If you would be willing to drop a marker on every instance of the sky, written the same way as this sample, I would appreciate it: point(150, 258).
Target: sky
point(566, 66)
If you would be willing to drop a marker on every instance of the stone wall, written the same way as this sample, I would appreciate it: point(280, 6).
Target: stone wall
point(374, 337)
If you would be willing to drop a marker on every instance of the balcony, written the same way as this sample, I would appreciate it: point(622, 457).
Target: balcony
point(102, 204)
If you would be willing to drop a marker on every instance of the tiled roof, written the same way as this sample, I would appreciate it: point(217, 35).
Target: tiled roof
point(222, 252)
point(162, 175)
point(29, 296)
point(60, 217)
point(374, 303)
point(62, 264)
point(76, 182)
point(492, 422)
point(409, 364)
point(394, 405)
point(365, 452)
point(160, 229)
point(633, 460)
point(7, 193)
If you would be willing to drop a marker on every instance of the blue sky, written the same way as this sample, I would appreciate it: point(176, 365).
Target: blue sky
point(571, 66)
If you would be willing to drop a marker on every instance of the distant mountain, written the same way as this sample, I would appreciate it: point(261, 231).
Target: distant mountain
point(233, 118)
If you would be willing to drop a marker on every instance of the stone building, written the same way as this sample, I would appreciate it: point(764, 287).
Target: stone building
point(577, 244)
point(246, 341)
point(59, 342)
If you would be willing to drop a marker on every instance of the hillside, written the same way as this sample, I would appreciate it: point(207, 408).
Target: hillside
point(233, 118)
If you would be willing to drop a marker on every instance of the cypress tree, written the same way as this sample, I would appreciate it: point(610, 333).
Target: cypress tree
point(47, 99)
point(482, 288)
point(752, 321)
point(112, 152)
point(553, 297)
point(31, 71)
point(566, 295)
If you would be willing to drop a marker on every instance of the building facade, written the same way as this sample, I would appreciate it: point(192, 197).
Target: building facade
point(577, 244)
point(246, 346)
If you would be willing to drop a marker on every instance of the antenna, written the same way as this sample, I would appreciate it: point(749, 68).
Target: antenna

● ● ● ● ●

▸ **YOUR OBJECTIVE**
Extract every line containing the string "antenna" from the data above.

▸ **WRITTEN ANSWER**
If you would be willing to drop a marker on every instance of the antenna, written the same way as this sample, I would appreciate it: point(749, 68).
Target: antenna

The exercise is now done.